(Dataset excerpt)

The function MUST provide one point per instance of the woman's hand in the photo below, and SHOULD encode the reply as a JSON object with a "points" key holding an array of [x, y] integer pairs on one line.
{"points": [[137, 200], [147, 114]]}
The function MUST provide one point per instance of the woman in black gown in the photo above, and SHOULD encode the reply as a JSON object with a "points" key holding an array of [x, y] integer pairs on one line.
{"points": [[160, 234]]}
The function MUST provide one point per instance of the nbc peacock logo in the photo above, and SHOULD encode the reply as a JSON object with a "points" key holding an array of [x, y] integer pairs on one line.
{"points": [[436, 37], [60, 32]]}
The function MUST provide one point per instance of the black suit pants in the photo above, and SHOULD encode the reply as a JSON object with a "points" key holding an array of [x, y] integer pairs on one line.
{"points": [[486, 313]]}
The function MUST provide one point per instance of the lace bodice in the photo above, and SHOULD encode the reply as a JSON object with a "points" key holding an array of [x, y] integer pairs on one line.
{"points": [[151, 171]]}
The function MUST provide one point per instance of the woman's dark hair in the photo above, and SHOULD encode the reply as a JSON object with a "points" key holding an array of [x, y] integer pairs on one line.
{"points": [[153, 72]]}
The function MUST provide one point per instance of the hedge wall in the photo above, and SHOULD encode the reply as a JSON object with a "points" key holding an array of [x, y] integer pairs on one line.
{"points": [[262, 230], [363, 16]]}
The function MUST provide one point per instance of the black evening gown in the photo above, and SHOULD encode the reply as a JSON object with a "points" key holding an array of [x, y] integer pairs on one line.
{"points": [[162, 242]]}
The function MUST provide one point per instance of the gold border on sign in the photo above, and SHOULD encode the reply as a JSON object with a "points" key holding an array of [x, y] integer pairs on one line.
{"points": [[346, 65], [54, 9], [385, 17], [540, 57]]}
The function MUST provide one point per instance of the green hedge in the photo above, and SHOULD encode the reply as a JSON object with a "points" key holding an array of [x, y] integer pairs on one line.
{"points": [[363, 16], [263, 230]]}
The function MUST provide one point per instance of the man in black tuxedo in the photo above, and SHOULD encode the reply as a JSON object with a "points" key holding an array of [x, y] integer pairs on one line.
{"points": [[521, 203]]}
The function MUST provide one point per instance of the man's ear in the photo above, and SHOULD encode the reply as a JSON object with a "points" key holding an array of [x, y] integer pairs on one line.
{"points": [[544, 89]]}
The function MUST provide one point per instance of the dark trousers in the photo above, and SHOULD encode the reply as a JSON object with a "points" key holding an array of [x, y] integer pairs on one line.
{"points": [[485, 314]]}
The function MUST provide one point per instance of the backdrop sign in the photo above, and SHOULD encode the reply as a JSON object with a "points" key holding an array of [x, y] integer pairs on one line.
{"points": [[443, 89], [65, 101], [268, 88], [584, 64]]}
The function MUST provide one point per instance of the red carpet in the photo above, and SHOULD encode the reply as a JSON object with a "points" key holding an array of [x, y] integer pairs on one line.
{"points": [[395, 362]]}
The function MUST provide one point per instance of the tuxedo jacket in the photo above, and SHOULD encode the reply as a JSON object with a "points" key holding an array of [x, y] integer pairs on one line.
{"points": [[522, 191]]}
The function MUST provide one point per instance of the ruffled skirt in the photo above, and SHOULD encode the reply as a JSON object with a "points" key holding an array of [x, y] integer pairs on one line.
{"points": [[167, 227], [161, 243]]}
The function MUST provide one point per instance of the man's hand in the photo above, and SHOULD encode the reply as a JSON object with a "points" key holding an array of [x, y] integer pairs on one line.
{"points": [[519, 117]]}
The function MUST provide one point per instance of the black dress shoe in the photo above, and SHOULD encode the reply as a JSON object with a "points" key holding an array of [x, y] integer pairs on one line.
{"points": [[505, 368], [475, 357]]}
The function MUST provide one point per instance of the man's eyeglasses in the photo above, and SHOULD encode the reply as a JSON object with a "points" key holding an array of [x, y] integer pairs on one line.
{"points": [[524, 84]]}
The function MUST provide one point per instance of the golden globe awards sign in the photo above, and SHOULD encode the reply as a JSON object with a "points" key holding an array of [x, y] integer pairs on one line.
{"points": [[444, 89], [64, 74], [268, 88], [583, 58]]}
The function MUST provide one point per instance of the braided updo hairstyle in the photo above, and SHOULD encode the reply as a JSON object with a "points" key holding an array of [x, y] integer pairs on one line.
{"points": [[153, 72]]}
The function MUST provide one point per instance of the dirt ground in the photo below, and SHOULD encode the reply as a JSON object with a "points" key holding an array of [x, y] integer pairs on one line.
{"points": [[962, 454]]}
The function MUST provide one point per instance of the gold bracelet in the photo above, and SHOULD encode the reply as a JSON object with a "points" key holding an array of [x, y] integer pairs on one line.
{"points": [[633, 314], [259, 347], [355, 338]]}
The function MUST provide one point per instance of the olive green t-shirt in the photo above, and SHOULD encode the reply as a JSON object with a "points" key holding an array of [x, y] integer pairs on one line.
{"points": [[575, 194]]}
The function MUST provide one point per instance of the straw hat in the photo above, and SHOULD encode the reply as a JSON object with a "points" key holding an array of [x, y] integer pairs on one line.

Given request: Retype all the records, matching them exactly.

Full output:
The function MUST provide one point per instance of the woman's hand in the photo below, and SHOULD encode the reply as a JSON object with a "points" key holding an array of [x, y] integer pairs on one line.
{"points": [[137, 200], [147, 114]]}
The function MUST provide one point per instance of the woman in black gown in the photo above, and SHOULD encode the reply as a JSON object with a "points" key holding an array of [x, y] integer pairs on one line.
{"points": [[160, 234]]}
The function MUST provide one point per instance of the nbc peacock logo in the photo above, and SHOULD encode the reply as a JSON object with a "points" key holding an array of [x, y] integer pairs on one line.
{"points": [[436, 37], [60, 32]]}
The function MUST provide one point per instance of the black suit pants in the photo above, and SHOULD encode the reply as a JSON object with a "points" key holding an array of [x, y] integer pairs on one line.
{"points": [[486, 313]]}
The function MUST provide one point per instance of the lace bodice in the photo above, and SHOULD encode the reply as a JSON object with a "points" key holding an array of [x, y] integer pairs on one line.
{"points": [[151, 171]]}
The function MUST provide one point per instance of the woman's dark hair in the photo above, and SHOULD encode the reply as a JSON object with a "points" key holding an array of [x, y] integer pairs on one line.
{"points": [[153, 72]]}
The function MUST provide one point per instance of the hedge wall in the photo above, and SHOULD encode the reply as a JSON object with a "points" key holding an array of [x, y] integer pairs on one line.
{"points": [[262, 230], [363, 16]]}
The function MUST provide one point per instance of the black evening gown in the photo above, and SHOULD encode the reply as a JSON object with a "points" key holding an array of [x, y] integer pairs on one line.
{"points": [[162, 242]]}
The function MUST provide one point per instance of the gold border on sign in the photo above, and SHOULD encode the reply as a JSON object with a "points" key holding an array of [x, y] integer pairs on one line.
{"points": [[346, 65], [54, 9], [385, 17], [540, 57]]}
The function MUST provide one point per instance of the green hedge in the photo above, and SHOULD encode the reply as a JSON object with a "points" key holding an array of [x, y] integer pairs on one line.
{"points": [[363, 16], [263, 230]]}
The function MUST provide one point per instance of the man in black tuxedo in the photo above, and SHOULD encode the reply as a JSON object with a "points" key holding an array of [x, y] integer pairs on one line.
{"points": [[521, 203]]}
The function MUST provide one point per instance of the man's ear in the photo above, and SHOULD encode the reply as a JSON object with a "points" key holding an array of [x, y] integer pairs on one line.
{"points": [[544, 89]]}
The function MUST provide one point per instance of the dark trousers in the photo above, and SHOULD encode the reply as a JSON object with a "points" key holding an array of [x, y] integer pairs on one line.
{"points": [[485, 314]]}
The function MUST provide one point per instance of the backdrop sign in the photo above, and SHOULD encode the reply as a JSON object with a "points" key holding an array of [x, y] integer pairs on one line.
{"points": [[443, 89], [65, 101], [268, 88], [584, 64]]}
The function MUST provide one point per instance of the red carpet in the photo above, and SHOULD encode the reply as a JSON object with a "points" key holding an array of [x, y] integer pairs on one line.
{"points": [[395, 362]]}
The function MUST provide one point per instance of the tuxedo jacket in the photo above, and SHOULD encode the reply as a JSON object with a "points" key holding an array of [x, y] integer pairs on one line.
{"points": [[522, 191]]}
The function MUST provide one point per instance of the ruffled skirt in the photo above, and SHOULD encode the reply as a JSON object with a "points" key holding an array of [x, y] integer pairs on one line.
{"points": [[167, 227], [161, 243]]}
The function MUST provide one point per instance of the man's hand in the photo above, and SHOULD encode the reply as a JSON object with a "points" key holding an array of [x, y] integer pairs on one line.
{"points": [[519, 117]]}
The function MUST provide one point per instance of the black dress shoe in the photo above, and SHOULD encode the reply as a JSON object with a "points" key holding an array of [x, y] integer pairs on one line.
{"points": [[505, 368], [475, 357]]}
The function MUST provide one point per instance of the man's eyeglasses in the photo above, and SHOULD encode the reply as a JSON object with a "points" key holding an array of [x, y] integer pairs on one line.
{"points": [[524, 84]]}
The function MUST provide one point per instance of the golden globe awards sign in the photo above, and SHOULD encode the reply as a JSON object with a "points" key holding an array of [x, y] integer pairs on one line.
{"points": [[444, 89], [64, 74], [268, 88], [583, 58]]}
The function MUST provide one point per instance of the braided updo hairstyle in the photo above, and SHOULD encode the reply as a JSON object with a "points" key holding an array of [x, y] integer pairs on one line.
{"points": [[153, 72]]}
The function MUST provide one point per instance of the dirt ground in the photo below, and SHOULD encode the reply as a JSON object with a "points" key holding an array of [x, y] integer pairs on one line.
{"points": [[962, 454]]}
The function MUST provide one point per instance of the gold bracelet in the photo above, and SHOULD encode the reply as a JSON object with a "points" key holding an array of [x, y] integer pairs on one line.
{"points": [[633, 314], [259, 347], [355, 338]]}
The function MUST provide one point per instance of the olive green t-shirt in the photo above, and SHOULD encode the reply as a JSON object with a "points" key holding an array of [x, y] integer pairs on one line.
{"points": [[575, 194]]}
The function MUST provide one point per instance of the straw hat in the photo above, and SHOULD encode the reply as a JSON object with a "points" key holding an array of [x, y] integer pairs on one line.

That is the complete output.